● Input

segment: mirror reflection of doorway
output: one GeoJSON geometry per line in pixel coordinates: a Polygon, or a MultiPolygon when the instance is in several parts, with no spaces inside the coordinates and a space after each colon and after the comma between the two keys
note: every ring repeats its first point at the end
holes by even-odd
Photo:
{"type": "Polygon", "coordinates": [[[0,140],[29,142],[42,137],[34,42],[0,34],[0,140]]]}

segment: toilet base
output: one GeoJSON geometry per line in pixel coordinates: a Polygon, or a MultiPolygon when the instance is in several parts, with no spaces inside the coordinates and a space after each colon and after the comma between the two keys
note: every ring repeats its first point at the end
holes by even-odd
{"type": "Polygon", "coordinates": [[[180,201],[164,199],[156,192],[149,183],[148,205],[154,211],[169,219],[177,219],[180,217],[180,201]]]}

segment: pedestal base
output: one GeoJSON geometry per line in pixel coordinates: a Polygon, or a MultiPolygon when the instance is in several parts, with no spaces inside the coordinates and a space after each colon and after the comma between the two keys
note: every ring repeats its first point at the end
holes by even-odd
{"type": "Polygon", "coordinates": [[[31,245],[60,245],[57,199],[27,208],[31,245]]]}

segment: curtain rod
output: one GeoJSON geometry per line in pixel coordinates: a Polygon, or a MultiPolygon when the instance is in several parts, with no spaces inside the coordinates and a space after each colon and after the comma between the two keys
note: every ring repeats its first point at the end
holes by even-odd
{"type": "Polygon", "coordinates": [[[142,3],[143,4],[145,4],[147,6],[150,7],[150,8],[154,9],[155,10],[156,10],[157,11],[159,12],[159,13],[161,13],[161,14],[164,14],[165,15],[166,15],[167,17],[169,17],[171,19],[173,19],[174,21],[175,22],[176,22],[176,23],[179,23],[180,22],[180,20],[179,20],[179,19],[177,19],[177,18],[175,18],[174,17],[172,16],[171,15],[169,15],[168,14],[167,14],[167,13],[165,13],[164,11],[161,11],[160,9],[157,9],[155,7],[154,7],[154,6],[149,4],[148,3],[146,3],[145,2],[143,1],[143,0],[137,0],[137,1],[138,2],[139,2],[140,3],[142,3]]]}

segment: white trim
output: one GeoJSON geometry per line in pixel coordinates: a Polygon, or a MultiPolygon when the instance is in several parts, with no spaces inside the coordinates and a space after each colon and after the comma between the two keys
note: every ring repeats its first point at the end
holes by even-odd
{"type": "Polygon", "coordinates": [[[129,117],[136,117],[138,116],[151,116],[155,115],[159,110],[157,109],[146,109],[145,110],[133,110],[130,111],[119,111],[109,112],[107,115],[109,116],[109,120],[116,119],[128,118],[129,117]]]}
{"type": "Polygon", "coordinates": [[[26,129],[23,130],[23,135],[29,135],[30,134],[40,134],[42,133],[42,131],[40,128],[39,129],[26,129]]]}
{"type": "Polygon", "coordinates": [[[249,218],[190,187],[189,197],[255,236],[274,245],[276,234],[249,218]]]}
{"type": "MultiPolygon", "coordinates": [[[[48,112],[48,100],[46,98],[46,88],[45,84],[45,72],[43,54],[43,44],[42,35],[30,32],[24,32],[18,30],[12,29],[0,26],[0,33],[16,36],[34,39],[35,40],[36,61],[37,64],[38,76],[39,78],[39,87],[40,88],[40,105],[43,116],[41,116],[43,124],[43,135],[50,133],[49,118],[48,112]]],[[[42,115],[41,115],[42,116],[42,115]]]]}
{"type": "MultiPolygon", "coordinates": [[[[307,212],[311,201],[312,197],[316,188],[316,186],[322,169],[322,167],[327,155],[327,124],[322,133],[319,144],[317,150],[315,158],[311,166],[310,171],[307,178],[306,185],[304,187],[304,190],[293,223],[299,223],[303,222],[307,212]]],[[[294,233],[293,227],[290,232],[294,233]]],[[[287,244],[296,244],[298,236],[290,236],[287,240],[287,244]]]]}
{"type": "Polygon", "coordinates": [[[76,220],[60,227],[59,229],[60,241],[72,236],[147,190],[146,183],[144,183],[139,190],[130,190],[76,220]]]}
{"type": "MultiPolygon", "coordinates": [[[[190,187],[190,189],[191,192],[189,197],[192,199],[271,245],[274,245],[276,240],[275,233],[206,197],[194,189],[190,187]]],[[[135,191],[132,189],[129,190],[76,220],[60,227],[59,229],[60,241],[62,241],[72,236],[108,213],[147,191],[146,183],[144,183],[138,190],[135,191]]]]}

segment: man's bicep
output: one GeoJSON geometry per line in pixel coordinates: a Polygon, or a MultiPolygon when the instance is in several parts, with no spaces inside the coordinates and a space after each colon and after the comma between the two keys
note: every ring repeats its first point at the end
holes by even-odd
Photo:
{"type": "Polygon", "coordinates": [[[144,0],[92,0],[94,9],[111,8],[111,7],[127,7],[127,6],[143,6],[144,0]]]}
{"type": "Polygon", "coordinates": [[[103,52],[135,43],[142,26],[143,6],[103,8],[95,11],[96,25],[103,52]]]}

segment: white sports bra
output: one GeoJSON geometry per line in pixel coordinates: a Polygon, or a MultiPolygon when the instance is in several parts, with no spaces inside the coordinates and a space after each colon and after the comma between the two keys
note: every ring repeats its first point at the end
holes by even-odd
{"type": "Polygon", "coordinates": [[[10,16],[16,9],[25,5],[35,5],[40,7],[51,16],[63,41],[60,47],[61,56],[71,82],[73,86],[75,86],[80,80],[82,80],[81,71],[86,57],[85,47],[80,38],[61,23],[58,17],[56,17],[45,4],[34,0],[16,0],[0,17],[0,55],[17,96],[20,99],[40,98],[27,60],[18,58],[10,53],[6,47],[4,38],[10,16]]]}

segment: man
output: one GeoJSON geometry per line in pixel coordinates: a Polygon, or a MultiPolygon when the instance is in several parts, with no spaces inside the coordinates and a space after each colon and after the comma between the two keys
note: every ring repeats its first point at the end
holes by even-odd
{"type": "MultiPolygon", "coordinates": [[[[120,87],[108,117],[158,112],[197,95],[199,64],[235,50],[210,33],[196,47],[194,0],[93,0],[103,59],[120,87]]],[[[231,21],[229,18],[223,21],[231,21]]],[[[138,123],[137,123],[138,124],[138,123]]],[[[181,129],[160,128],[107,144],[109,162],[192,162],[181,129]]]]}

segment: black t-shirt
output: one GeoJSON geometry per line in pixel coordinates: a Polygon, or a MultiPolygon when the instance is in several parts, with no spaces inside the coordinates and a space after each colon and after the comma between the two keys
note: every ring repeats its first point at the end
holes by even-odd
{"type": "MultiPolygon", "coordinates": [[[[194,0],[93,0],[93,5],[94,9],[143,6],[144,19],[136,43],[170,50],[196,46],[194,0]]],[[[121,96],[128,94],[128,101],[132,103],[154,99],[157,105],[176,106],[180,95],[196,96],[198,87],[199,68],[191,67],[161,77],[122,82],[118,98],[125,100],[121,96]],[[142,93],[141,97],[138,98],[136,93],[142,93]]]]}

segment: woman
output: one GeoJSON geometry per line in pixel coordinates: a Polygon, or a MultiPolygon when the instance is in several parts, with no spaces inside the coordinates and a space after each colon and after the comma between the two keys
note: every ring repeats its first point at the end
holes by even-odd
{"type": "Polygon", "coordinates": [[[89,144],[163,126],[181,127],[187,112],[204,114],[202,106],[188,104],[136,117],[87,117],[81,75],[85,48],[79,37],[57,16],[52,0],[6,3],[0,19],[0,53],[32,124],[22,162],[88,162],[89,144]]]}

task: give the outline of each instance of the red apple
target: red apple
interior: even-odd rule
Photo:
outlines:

● What to produce
Your task is to print all of the records exactly.

● Finished task
segment: mirror reflection of doorway
output: one GeoJSON geometry per line in pixel coordinates: a Polygon, or a MultiPolygon when the instance is in several parts, with no spaces inside the coordinates and a space after each colon and after the comma between the two keys
note: every ring repeats its first point at the end
holes by even-odd
Photo:
{"type": "Polygon", "coordinates": [[[0,140],[29,142],[42,137],[34,42],[0,34],[0,140]]]}

segment: toilet base
output: one GeoJSON geometry per line in pixel coordinates: a Polygon, or a MultiPolygon when the instance is in several parts, with no spaces inside the coordinates and a space after each colon and after the comma between the two keys
note: every ring repeats its first point at the end
holes by even-odd
{"type": "Polygon", "coordinates": [[[180,201],[164,199],[156,192],[149,183],[148,205],[154,211],[169,219],[177,219],[180,217],[180,201]]]}

segment: pedestal base
output: one GeoJSON geometry per line in pixel coordinates: a Polygon, or a MultiPolygon when the instance is in several parts, with no spaces inside the coordinates and a space after each colon and after the comma between the two keys
note: every ring repeats its first point at the end
holes by even-odd
{"type": "Polygon", "coordinates": [[[31,245],[60,245],[57,199],[27,208],[31,245]]]}

segment: curtain rod
output: one GeoJSON geometry per line in pixel coordinates: a Polygon, or a MultiPolygon when the instance is in several parts, with no spaces inside the coordinates and a space after each colon and after the comma between the two keys
note: every ring repeats its first point at the end
holes by even-odd
{"type": "Polygon", "coordinates": [[[142,3],[143,4],[145,4],[147,6],[150,7],[150,8],[154,9],[155,10],[156,10],[157,11],[159,12],[159,13],[161,13],[161,14],[164,14],[165,15],[166,15],[167,17],[169,17],[171,19],[173,19],[174,21],[175,22],[176,22],[176,23],[179,23],[180,22],[180,20],[179,20],[179,19],[177,19],[177,18],[175,18],[174,17],[172,16],[171,15],[169,15],[168,14],[167,14],[167,13],[165,13],[164,11],[161,11],[160,9],[157,9],[155,7],[154,7],[154,6],[149,4],[148,3],[146,3],[145,2],[143,1],[143,0],[137,0],[137,1],[138,2],[139,2],[140,3],[142,3]]]}

segment: white trim
output: one GeoJSON geometry per line in pixel coordinates: a Polygon, or a MultiPolygon when the instance is in several parts, with no spaces inside the coordinates and a space after each colon and after the comma between the two keys
note: every ring repeats its first point at the end
holes by even-odd
{"type": "Polygon", "coordinates": [[[129,117],[136,117],[138,116],[151,116],[155,115],[159,110],[157,109],[146,109],[145,110],[133,110],[130,111],[119,111],[109,112],[107,115],[109,116],[109,120],[116,119],[128,118],[129,117]]]}
{"type": "Polygon", "coordinates": [[[26,129],[23,130],[23,135],[29,135],[30,134],[40,134],[42,133],[42,131],[40,128],[39,129],[26,129]]]}
{"type": "Polygon", "coordinates": [[[249,218],[190,187],[189,197],[255,236],[274,245],[276,234],[249,218]]]}
{"type": "MultiPolygon", "coordinates": [[[[48,112],[48,100],[46,98],[46,88],[45,84],[45,72],[43,54],[43,44],[42,35],[30,32],[24,32],[18,30],[12,29],[0,26],[0,33],[16,36],[34,39],[35,40],[36,61],[37,64],[38,76],[39,78],[39,87],[40,88],[40,105],[43,116],[41,116],[43,124],[43,135],[50,133],[49,118],[48,112]]],[[[42,115],[41,115],[42,116],[42,115]]]]}
{"type": "MultiPolygon", "coordinates": [[[[307,212],[311,201],[312,197],[316,188],[316,186],[322,169],[322,167],[327,155],[327,124],[322,133],[319,144],[317,150],[315,158],[311,166],[310,171],[307,178],[306,185],[304,187],[304,190],[293,223],[299,223],[303,222],[307,212]]],[[[294,233],[293,227],[290,232],[294,233]]],[[[287,244],[296,244],[298,236],[290,236],[287,240],[287,244]]]]}
{"type": "Polygon", "coordinates": [[[76,220],[60,227],[59,229],[60,241],[72,236],[147,190],[146,183],[144,183],[139,190],[130,190],[76,220]]]}
{"type": "MultiPolygon", "coordinates": [[[[190,187],[190,189],[191,192],[189,197],[192,199],[271,245],[274,245],[276,240],[275,233],[206,197],[194,189],[190,187]]],[[[135,191],[132,189],[129,190],[76,220],[60,227],[59,229],[60,241],[62,241],[72,236],[108,213],[147,191],[146,183],[144,183],[138,190],[135,191]]]]}

segment: man's bicep
output: one GeoJSON geometry per line in pixel coordinates: a Polygon, or a MultiPolygon when the instance is in several parts, with no spaces inside the coordinates and a space after each colon and after the comma between the two keys
note: every ring repeats its first point at the end
holes by even-odd
Photo:
{"type": "Polygon", "coordinates": [[[144,0],[92,0],[94,9],[111,8],[111,7],[127,7],[127,6],[143,6],[144,0]]]}
{"type": "Polygon", "coordinates": [[[103,52],[135,43],[142,26],[143,6],[103,8],[95,11],[96,25],[103,52]]]}

segment: white sports bra
output: one GeoJSON geometry per line in pixel coordinates: a Polygon, or a MultiPolygon when the instance is in several parts, with no spaces inside the coordinates and a space after each colon and after the comma between the two keys
note: every ring repeats its first point at the end
holes by even-odd
{"type": "Polygon", "coordinates": [[[10,16],[16,9],[25,5],[35,5],[40,7],[51,16],[63,41],[60,47],[61,56],[71,82],[73,86],[75,86],[80,80],[82,80],[81,71],[86,57],[85,47],[80,38],[61,23],[58,17],[56,17],[45,4],[34,0],[16,0],[0,17],[0,55],[17,96],[20,99],[40,98],[27,60],[18,58],[10,53],[6,47],[4,38],[10,16]]]}

segment: man
output: one GeoJSON geometry per line in pixel coordinates: a Polygon, or a MultiPolygon when the instance is in several parts, with no spaces inside the coordinates and a space after each colon and after the comma between the two keys
note: every ring repeats its first point at the end
holes by even-odd
{"type": "MultiPolygon", "coordinates": [[[[120,87],[108,117],[158,112],[197,95],[199,64],[235,50],[210,33],[196,47],[194,0],[93,0],[103,59],[120,87]]],[[[231,21],[229,18],[223,21],[231,21]]],[[[138,123],[137,123],[138,124],[138,123]]],[[[181,129],[160,128],[107,144],[109,162],[192,162],[181,129]]]]}

segment: black t-shirt
output: one GeoJSON geometry per line in pixel coordinates: a Polygon, or a MultiPolygon when the instance is in several parts, with no spaces inside the coordinates and a space after each colon and after the comma between the two keys
note: every ring repeats its first point at the end
holes by even-odd
{"type": "MultiPolygon", "coordinates": [[[[194,0],[93,0],[93,5],[94,9],[143,6],[144,19],[136,43],[170,50],[196,46],[194,0]]],[[[121,96],[128,94],[128,101],[132,103],[154,99],[157,105],[176,106],[180,95],[196,96],[198,87],[199,68],[191,67],[161,77],[122,82],[118,98],[125,100],[121,96]],[[142,93],[141,97],[138,98],[136,93],[142,93]]]]}

segment: woman
output: one GeoJSON geometry per line in pixel coordinates: a Polygon, or a MultiPolygon when the instance is in several parts, with no spaces inside the coordinates and a space after each colon and after the comma between the two keys
note: every ring repeats its first point at the end
holes by even-odd
{"type": "Polygon", "coordinates": [[[89,144],[163,126],[181,127],[187,112],[204,114],[202,106],[188,104],[136,117],[87,117],[81,75],[85,48],[79,37],[57,16],[52,0],[6,3],[0,19],[0,53],[32,124],[22,162],[88,162],[89,144]]]}

task: give the outline of each instance of the red apple
target: red apple
interior: even-odd rule
Photo:
outlines:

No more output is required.